_Provided information_:
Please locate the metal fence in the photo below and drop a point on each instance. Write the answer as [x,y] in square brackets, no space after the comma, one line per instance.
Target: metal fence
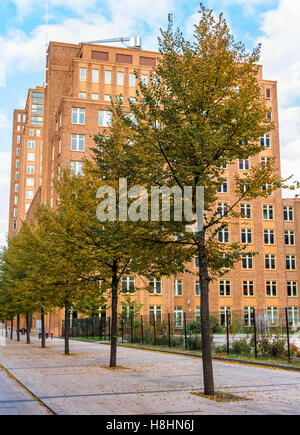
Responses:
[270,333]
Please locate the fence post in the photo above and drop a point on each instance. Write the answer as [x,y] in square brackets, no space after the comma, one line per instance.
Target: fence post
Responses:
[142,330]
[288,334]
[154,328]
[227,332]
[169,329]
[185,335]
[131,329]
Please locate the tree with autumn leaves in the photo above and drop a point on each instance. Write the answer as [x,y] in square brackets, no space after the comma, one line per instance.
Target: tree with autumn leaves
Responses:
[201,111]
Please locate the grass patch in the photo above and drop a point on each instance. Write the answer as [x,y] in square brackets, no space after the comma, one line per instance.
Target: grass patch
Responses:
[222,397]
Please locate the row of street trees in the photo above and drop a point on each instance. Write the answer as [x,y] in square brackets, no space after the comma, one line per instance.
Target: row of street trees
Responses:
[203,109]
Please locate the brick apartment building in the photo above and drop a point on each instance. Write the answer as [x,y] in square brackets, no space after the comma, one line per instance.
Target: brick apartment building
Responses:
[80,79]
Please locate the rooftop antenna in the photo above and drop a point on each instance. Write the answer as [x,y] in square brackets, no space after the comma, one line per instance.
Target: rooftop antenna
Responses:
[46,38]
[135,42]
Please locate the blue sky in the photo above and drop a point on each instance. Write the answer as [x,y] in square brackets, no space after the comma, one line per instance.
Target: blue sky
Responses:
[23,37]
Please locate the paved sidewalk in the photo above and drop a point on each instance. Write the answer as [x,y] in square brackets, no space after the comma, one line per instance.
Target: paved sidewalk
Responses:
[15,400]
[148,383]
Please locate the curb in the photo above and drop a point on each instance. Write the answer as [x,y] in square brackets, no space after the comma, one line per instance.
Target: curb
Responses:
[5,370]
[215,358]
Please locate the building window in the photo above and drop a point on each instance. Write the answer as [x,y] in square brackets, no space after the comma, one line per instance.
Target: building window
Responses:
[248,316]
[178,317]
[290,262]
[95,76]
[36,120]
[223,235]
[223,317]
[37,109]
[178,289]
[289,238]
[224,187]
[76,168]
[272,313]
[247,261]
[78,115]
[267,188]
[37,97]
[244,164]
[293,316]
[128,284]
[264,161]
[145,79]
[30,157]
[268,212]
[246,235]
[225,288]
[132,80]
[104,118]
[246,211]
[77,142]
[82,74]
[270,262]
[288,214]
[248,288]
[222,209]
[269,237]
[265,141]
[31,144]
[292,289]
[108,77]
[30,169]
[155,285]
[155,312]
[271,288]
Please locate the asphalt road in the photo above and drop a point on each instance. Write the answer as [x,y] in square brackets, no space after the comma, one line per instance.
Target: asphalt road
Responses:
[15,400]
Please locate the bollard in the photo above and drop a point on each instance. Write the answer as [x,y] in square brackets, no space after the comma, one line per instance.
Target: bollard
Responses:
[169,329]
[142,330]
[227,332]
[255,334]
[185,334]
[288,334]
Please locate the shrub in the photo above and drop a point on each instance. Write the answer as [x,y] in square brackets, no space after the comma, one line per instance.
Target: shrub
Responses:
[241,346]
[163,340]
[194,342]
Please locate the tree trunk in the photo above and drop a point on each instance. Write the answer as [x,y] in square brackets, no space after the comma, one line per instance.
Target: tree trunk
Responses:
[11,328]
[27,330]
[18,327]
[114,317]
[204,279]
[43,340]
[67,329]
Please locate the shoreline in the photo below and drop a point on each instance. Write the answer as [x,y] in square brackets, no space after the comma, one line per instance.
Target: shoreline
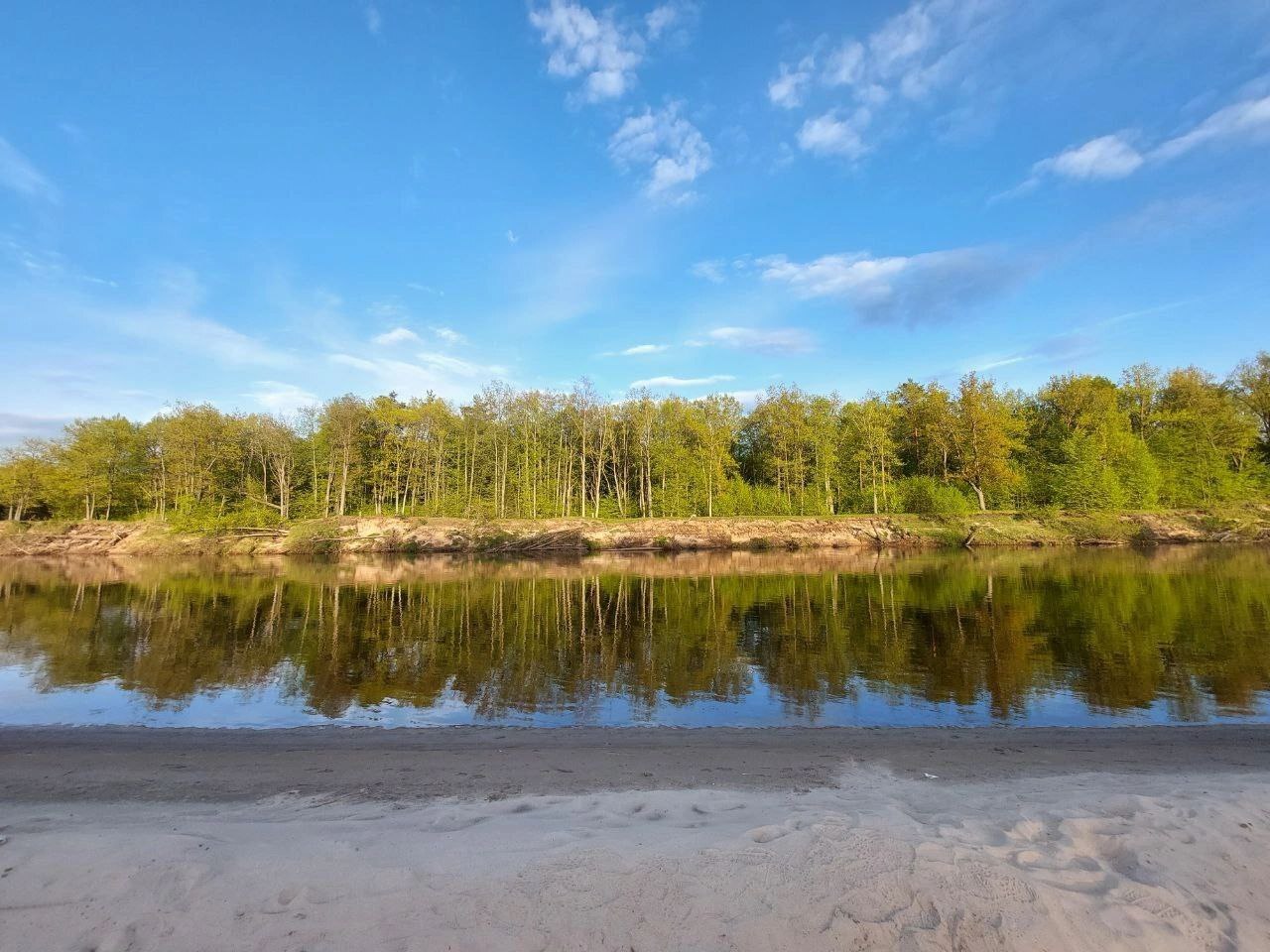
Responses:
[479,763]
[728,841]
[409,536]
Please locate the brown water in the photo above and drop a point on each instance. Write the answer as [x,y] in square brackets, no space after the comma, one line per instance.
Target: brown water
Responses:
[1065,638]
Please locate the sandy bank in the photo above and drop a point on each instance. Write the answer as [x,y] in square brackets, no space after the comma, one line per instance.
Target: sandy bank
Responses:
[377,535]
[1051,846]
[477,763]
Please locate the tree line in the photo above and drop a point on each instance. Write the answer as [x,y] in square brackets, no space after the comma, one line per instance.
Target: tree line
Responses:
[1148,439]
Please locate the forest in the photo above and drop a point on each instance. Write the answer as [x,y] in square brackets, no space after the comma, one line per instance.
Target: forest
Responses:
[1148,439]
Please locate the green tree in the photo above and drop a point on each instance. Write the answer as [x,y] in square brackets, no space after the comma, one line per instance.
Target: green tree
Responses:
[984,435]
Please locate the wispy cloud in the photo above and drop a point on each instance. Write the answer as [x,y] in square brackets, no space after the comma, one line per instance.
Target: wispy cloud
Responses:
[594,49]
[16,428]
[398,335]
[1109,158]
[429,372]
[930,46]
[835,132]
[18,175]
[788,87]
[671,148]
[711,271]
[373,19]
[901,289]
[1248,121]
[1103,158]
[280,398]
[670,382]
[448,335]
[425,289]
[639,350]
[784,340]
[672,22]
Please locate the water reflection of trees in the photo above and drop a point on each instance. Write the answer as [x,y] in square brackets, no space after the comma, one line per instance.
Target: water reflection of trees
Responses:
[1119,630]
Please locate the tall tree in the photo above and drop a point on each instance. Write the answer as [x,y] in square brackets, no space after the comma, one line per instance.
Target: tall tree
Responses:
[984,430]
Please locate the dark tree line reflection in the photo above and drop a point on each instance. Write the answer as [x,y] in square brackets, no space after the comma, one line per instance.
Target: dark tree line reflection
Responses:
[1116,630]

* * *

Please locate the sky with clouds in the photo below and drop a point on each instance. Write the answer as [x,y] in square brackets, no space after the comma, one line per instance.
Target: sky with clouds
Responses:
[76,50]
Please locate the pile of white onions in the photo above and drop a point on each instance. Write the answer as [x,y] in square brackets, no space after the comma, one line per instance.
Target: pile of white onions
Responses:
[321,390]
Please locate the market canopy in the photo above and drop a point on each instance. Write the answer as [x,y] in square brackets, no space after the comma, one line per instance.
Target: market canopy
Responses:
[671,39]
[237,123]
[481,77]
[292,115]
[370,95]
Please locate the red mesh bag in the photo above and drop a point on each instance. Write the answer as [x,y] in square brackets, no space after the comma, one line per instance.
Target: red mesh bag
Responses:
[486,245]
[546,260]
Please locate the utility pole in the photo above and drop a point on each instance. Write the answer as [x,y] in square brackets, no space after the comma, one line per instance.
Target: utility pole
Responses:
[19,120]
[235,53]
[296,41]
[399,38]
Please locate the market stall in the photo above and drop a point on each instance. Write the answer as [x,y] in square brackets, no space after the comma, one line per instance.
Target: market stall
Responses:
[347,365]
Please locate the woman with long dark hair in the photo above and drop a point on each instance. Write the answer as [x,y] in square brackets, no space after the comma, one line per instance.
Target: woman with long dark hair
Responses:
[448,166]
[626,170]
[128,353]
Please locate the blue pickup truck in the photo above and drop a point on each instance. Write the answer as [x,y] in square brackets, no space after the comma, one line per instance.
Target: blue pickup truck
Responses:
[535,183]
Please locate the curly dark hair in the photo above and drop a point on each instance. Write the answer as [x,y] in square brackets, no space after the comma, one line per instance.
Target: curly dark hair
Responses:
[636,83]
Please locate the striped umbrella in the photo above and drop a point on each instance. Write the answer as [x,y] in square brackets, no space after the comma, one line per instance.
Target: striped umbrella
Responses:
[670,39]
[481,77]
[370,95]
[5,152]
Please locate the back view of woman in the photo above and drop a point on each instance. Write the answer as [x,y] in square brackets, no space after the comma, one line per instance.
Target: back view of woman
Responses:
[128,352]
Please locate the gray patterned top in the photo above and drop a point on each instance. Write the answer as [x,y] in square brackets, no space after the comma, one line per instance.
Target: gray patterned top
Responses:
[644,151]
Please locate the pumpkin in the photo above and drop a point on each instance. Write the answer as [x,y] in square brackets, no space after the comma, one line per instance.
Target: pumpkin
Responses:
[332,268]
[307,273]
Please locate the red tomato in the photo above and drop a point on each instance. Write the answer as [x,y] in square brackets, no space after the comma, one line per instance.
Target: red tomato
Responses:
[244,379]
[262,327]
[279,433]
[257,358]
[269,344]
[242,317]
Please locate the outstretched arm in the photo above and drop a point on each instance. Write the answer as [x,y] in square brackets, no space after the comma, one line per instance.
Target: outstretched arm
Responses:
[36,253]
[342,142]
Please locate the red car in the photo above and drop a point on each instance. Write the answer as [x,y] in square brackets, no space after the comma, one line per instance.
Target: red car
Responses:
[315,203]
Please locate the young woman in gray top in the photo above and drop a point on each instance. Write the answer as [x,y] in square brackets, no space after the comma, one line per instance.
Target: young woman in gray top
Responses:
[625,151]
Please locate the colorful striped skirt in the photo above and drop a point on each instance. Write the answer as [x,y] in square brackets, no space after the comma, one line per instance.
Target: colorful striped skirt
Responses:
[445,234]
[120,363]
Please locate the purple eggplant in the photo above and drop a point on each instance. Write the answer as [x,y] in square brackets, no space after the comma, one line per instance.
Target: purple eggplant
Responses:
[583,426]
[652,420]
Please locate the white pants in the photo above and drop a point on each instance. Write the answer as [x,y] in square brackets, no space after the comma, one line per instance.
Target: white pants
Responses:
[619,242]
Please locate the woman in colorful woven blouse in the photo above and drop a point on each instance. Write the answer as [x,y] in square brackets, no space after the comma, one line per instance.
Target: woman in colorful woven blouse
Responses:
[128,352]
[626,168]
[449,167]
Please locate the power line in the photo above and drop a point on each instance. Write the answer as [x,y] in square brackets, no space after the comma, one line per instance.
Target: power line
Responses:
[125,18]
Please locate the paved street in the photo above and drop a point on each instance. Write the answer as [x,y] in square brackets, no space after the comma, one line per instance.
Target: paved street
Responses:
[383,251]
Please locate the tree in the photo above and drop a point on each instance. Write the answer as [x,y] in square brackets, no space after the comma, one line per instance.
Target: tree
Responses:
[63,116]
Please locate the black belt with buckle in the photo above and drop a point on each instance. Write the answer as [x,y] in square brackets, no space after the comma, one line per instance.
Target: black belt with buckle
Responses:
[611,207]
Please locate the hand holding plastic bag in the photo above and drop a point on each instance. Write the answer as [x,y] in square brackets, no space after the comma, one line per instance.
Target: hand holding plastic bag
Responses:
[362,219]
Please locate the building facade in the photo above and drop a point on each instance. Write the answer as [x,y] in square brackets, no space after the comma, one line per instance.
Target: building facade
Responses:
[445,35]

...

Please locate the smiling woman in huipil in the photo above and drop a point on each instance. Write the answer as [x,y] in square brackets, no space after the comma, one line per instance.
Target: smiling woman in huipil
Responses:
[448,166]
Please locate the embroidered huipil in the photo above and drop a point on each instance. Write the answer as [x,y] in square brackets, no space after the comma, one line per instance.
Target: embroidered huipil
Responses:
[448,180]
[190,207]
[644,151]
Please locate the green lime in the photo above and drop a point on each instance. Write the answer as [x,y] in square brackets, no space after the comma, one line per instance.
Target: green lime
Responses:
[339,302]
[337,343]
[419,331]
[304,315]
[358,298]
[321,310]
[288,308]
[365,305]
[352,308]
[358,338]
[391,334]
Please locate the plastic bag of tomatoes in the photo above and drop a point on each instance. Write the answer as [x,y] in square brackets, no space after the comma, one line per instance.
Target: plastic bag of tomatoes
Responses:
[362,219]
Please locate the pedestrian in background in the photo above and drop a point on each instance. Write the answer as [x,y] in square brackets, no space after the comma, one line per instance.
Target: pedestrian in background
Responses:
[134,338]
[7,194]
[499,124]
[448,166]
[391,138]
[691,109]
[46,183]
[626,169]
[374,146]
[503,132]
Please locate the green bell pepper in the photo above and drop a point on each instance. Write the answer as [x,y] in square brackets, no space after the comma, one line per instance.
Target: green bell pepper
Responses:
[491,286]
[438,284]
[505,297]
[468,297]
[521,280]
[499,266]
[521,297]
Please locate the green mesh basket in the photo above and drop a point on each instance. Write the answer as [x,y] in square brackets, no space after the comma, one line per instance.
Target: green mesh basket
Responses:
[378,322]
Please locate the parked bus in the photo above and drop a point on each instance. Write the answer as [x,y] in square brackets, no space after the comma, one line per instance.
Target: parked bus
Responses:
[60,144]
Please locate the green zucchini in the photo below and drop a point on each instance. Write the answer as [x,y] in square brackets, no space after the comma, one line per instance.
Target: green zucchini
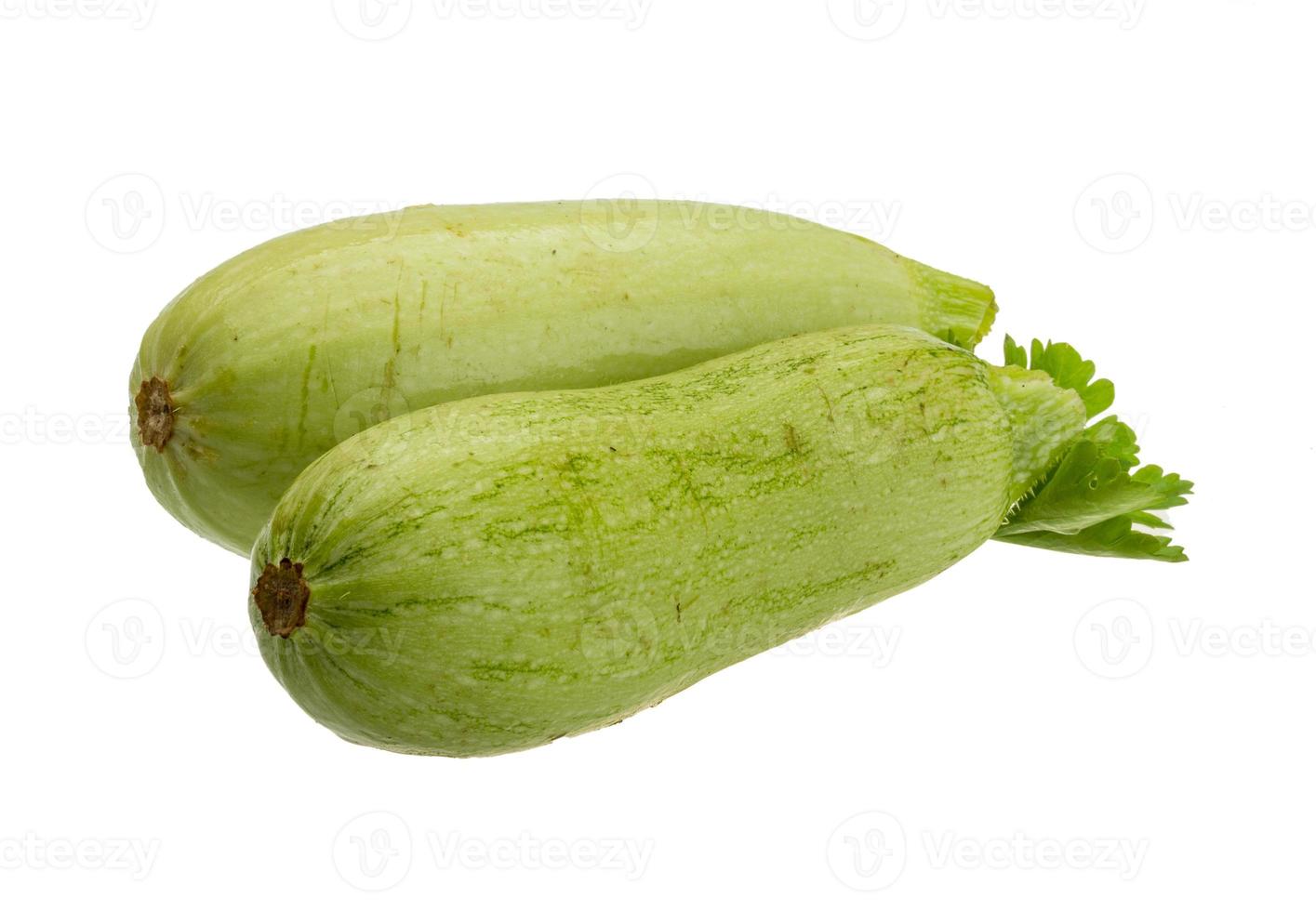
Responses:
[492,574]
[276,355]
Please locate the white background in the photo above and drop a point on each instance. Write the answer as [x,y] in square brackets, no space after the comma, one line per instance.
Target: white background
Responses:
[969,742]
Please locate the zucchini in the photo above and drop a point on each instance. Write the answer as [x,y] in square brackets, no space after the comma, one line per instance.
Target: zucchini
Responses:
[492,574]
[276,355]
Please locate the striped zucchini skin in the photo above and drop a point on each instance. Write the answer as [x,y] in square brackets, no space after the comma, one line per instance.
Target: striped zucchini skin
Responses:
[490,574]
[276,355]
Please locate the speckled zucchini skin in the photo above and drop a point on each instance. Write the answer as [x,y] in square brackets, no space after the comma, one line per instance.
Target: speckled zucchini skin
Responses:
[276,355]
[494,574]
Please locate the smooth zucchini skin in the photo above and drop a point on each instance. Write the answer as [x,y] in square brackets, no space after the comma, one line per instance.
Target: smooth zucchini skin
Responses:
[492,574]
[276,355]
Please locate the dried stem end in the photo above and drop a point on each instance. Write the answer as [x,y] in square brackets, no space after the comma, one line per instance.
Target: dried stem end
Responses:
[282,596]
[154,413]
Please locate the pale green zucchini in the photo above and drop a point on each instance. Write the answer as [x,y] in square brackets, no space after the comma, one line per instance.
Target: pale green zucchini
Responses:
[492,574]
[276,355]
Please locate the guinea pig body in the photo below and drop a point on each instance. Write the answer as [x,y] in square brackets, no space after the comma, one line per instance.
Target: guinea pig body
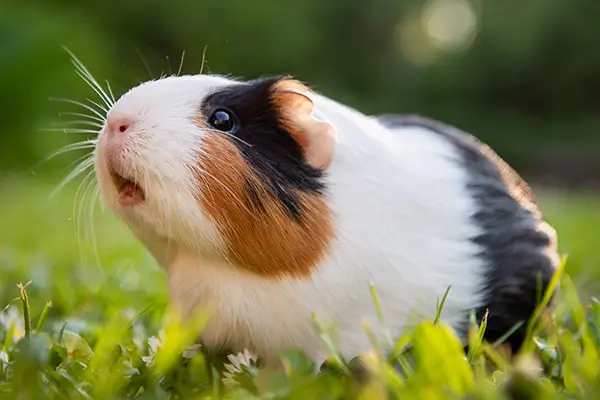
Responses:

_Stated goal_: Find every line in the entries above that contains the word "dried" and copy each of those lines out in full.

_Written answer_:
Please locate the dried stem end in the photo above and drop a point on each instance. Write the answer as [x,y] in square brackets, no space after the comma, one line per instance.
Target: dried stem end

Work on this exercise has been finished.